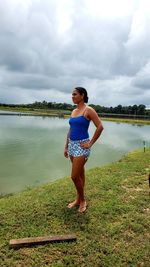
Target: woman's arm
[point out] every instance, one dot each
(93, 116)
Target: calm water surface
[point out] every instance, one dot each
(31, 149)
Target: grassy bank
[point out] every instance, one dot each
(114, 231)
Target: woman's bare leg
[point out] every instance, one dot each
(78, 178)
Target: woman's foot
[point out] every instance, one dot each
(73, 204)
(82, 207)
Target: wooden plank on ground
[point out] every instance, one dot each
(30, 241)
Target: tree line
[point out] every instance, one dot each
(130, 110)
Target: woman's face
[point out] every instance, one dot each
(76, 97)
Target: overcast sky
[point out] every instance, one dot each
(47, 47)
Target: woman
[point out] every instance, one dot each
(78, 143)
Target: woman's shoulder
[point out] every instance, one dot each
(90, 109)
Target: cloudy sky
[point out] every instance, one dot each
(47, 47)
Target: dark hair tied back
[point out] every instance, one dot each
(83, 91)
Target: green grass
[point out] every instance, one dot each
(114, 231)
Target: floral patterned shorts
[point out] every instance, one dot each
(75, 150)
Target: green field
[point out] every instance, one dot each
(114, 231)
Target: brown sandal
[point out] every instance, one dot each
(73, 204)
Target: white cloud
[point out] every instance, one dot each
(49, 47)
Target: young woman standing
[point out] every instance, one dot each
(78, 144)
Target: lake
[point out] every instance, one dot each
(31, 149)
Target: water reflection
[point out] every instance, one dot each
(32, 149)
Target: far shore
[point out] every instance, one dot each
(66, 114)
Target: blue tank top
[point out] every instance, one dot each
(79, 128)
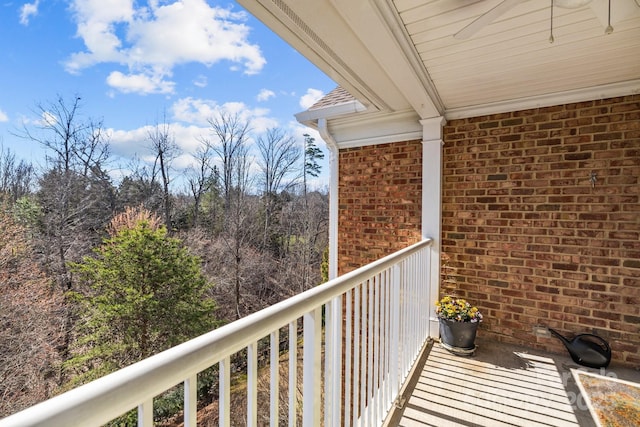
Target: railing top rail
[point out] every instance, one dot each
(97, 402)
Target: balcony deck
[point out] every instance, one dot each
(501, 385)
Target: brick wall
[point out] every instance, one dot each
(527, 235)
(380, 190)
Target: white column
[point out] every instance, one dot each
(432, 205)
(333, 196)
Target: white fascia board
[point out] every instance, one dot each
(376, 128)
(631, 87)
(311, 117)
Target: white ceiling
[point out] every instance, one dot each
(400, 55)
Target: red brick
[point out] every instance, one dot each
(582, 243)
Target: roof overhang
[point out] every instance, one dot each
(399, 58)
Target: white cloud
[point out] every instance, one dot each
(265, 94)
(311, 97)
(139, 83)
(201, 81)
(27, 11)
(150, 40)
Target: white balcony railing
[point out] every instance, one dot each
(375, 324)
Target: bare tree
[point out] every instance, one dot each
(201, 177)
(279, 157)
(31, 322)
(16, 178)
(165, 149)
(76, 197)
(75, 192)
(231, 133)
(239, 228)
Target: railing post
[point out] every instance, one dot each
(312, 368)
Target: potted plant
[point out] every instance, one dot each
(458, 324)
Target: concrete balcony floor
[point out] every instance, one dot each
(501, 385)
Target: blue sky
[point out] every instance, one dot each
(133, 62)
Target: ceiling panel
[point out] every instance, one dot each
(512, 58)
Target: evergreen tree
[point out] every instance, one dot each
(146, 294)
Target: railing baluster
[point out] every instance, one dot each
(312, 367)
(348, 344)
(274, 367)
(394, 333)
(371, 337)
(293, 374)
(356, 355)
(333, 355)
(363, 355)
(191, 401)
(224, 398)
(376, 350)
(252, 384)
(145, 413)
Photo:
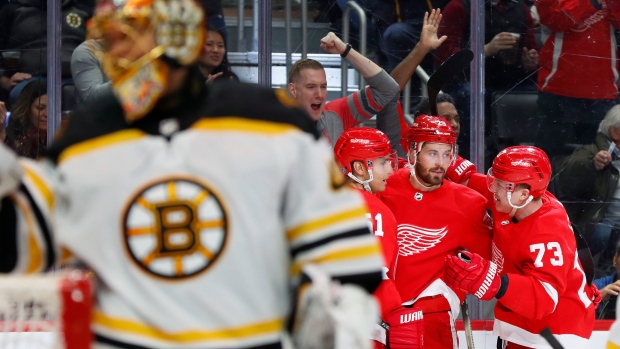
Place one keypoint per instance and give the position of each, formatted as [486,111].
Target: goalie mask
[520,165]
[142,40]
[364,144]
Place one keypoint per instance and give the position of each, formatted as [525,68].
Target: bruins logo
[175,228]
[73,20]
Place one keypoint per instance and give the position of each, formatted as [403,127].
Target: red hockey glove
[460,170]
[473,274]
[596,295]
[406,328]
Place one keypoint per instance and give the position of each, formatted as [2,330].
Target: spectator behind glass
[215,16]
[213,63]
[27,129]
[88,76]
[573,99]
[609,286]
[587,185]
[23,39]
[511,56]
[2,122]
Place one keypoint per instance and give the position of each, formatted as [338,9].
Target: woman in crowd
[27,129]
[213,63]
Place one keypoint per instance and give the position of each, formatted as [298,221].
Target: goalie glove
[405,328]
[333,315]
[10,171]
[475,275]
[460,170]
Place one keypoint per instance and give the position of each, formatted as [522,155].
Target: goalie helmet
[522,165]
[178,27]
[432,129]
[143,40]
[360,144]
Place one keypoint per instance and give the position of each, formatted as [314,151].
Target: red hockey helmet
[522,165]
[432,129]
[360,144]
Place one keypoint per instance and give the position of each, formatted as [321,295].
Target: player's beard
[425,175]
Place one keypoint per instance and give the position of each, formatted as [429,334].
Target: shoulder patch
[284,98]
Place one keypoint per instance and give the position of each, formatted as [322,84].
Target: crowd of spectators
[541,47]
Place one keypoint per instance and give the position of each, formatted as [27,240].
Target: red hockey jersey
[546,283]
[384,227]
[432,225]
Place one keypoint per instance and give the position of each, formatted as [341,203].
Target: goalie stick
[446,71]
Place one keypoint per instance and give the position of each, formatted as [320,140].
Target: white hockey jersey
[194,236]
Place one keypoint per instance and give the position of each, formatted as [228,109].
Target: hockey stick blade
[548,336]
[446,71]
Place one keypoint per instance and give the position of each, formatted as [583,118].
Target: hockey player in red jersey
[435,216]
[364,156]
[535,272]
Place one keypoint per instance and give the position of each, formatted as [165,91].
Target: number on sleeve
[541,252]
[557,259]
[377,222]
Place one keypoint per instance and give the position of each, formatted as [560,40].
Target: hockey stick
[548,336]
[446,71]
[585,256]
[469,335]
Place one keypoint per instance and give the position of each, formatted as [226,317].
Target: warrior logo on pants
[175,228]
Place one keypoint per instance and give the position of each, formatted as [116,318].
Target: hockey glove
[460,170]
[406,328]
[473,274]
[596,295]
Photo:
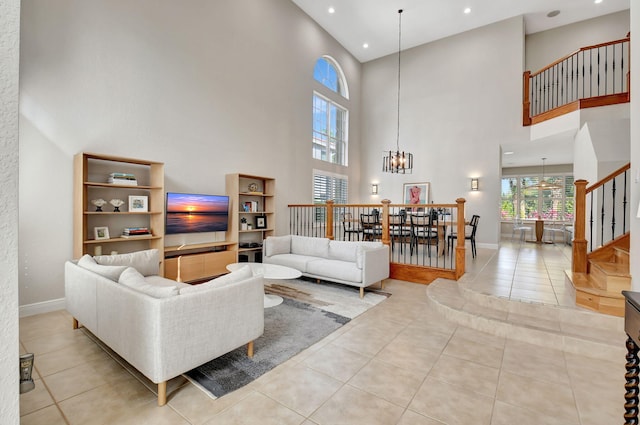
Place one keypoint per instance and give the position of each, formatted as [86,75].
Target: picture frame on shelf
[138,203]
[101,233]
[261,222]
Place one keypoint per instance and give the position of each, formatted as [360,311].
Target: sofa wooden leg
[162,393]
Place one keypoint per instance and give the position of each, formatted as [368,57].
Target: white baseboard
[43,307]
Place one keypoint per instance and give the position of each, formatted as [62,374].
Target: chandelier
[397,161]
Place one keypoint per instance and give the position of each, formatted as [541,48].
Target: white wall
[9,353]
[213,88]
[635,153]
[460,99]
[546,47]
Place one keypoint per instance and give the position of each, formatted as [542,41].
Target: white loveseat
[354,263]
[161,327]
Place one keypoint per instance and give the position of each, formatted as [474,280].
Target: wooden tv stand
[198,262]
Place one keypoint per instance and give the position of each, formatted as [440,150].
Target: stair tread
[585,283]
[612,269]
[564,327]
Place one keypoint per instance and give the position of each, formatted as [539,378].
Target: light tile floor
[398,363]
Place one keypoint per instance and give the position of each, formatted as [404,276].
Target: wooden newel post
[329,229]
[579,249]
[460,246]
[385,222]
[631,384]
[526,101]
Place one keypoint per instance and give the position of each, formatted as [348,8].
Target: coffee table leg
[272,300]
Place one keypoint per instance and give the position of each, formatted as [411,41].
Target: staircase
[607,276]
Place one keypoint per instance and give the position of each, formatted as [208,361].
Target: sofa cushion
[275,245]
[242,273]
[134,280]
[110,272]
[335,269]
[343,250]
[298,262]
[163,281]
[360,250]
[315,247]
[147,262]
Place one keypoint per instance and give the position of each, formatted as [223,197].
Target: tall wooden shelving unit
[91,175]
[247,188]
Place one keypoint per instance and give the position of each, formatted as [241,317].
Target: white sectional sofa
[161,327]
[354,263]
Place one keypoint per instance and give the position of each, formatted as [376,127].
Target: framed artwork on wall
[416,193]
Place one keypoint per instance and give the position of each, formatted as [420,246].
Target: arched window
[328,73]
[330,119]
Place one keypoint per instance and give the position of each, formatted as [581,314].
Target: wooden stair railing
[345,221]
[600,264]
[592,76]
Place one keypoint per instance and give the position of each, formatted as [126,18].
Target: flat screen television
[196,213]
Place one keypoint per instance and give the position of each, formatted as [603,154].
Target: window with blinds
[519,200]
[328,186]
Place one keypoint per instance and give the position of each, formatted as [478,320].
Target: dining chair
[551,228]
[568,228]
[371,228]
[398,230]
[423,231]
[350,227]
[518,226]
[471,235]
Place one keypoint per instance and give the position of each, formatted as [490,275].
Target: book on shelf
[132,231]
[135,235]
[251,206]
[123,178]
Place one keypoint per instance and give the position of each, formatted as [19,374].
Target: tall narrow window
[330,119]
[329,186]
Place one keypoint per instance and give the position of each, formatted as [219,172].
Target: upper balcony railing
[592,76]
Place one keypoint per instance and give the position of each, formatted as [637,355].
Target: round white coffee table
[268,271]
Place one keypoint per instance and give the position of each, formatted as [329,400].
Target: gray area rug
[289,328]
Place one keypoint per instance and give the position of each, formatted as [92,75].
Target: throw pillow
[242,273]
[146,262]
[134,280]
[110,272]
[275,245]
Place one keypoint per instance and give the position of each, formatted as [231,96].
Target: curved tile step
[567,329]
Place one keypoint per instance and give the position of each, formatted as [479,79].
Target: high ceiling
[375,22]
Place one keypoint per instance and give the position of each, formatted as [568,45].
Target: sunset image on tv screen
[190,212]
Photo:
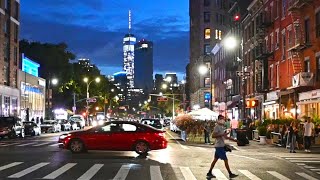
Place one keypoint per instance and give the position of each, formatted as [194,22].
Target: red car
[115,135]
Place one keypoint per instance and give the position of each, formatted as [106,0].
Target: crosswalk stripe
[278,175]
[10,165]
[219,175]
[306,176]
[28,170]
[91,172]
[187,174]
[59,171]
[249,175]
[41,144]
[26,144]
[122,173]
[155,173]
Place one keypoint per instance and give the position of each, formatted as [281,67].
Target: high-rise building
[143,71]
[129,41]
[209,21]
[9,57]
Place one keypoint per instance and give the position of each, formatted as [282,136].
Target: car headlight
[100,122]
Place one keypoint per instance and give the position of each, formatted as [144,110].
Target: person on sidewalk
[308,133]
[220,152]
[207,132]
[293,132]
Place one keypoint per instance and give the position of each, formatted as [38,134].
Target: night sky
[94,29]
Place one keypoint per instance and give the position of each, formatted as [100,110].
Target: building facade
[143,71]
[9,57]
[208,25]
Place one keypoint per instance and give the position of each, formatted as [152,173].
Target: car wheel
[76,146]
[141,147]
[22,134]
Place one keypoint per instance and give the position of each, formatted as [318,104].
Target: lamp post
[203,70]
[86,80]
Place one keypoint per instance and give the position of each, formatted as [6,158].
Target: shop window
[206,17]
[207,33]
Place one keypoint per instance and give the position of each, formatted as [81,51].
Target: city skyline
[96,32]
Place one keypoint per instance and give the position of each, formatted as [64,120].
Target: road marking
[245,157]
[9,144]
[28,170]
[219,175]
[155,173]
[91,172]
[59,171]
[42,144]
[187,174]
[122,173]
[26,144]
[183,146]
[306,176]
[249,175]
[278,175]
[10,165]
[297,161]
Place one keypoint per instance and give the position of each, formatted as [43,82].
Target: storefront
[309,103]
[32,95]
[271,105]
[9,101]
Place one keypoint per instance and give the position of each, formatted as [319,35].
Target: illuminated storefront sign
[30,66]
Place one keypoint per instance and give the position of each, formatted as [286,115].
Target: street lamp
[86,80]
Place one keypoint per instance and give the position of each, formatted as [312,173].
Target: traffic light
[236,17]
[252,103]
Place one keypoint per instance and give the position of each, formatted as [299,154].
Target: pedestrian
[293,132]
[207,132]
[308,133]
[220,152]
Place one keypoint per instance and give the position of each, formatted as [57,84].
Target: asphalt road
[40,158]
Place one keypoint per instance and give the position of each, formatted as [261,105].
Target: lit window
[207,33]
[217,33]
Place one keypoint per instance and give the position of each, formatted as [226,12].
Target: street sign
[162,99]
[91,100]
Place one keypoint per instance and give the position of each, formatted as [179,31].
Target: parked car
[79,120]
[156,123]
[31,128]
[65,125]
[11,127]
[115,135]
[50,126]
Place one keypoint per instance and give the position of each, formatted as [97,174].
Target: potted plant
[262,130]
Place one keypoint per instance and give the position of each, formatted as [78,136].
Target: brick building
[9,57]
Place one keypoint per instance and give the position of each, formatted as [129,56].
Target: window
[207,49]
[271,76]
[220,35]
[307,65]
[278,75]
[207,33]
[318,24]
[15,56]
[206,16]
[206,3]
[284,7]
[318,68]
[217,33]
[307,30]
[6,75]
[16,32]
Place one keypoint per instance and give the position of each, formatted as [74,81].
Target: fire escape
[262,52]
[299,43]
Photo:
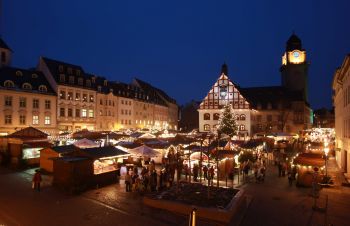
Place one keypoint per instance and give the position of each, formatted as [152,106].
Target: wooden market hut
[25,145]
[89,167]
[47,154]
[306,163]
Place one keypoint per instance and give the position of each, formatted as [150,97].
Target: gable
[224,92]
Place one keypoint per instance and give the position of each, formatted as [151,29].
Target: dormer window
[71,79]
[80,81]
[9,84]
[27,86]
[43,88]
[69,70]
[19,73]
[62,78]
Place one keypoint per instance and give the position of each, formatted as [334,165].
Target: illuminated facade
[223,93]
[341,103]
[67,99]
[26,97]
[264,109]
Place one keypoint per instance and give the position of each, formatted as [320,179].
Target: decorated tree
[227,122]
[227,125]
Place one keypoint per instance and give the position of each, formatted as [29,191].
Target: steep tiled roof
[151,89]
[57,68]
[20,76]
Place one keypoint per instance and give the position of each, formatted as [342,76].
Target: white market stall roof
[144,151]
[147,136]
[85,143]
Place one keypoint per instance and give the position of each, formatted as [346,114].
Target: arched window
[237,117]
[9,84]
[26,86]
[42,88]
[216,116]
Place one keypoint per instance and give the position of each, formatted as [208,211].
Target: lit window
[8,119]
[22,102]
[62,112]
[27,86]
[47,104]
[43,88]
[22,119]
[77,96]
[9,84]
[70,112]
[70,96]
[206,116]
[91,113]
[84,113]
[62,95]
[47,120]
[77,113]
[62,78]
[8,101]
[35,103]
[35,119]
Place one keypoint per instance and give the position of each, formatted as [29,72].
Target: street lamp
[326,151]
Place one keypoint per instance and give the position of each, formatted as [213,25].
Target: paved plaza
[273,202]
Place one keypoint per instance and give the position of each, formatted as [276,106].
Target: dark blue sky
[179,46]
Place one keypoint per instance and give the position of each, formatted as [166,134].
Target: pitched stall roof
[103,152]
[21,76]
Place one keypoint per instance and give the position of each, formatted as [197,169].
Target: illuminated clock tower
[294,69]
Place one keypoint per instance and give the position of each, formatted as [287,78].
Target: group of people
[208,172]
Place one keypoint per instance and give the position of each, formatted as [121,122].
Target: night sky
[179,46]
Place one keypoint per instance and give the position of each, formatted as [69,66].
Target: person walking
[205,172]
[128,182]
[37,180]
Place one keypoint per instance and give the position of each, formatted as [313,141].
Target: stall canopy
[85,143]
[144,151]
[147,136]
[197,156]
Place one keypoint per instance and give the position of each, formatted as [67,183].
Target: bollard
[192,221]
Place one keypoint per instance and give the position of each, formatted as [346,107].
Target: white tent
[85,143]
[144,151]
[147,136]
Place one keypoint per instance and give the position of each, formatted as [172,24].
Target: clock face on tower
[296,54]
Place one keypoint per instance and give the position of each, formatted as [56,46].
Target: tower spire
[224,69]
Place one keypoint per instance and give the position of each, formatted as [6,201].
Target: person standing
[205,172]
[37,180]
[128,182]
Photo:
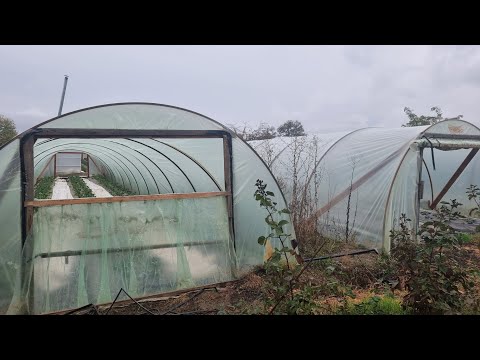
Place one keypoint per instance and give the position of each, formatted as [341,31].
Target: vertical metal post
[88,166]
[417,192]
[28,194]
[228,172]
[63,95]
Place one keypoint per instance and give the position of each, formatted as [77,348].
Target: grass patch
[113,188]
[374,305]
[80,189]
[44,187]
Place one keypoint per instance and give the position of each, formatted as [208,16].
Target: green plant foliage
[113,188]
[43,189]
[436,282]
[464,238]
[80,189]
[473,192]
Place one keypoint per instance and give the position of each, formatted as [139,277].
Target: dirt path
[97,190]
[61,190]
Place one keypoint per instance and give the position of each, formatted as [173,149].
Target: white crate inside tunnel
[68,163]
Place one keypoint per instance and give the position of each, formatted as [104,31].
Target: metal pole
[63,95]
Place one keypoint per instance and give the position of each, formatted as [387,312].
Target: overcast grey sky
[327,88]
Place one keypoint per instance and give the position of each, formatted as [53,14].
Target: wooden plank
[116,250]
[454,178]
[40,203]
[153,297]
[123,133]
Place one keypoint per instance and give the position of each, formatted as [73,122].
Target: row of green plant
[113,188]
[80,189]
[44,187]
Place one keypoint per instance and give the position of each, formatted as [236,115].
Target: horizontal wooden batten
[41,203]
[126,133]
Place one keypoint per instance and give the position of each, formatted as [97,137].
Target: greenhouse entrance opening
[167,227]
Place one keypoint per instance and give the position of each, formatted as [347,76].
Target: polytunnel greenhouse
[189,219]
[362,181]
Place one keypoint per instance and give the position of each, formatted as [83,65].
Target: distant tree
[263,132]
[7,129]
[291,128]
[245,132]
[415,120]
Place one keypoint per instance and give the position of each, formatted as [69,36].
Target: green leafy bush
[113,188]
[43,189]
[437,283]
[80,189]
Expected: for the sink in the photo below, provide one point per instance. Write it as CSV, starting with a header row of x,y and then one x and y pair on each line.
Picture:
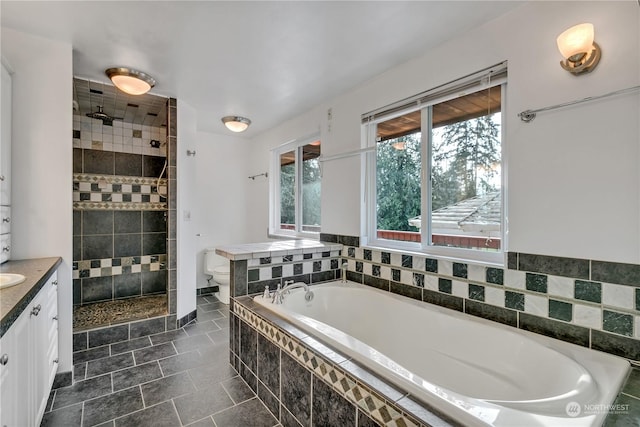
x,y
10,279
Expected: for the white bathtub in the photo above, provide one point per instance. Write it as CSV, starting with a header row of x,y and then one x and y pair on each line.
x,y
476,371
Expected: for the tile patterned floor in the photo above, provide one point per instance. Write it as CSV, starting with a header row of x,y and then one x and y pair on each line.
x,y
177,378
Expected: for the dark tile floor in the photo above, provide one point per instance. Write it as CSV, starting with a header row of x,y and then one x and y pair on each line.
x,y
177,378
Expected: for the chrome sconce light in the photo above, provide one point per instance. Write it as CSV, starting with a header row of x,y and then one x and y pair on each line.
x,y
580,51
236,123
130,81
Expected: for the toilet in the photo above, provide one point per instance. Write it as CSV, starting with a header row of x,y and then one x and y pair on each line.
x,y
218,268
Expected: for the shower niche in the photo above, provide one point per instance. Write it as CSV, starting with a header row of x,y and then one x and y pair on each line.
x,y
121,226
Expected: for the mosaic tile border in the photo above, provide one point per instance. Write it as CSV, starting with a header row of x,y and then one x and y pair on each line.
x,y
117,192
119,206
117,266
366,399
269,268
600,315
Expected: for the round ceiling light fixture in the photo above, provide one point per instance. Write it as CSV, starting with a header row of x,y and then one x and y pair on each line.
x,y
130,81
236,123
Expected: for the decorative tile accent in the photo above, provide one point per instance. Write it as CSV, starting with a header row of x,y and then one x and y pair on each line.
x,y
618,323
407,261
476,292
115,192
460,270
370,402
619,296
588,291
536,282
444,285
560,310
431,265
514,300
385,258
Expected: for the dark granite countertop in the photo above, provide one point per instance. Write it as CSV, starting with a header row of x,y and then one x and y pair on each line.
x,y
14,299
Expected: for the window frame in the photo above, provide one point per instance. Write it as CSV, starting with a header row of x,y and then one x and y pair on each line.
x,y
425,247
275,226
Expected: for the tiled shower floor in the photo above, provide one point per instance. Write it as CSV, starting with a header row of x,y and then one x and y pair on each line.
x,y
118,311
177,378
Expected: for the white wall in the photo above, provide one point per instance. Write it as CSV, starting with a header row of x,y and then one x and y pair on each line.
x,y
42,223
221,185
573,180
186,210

----------

A complete answer lists every line of the listing above that holds the word "bare".

Target: woman's bare leg
Target: bare tree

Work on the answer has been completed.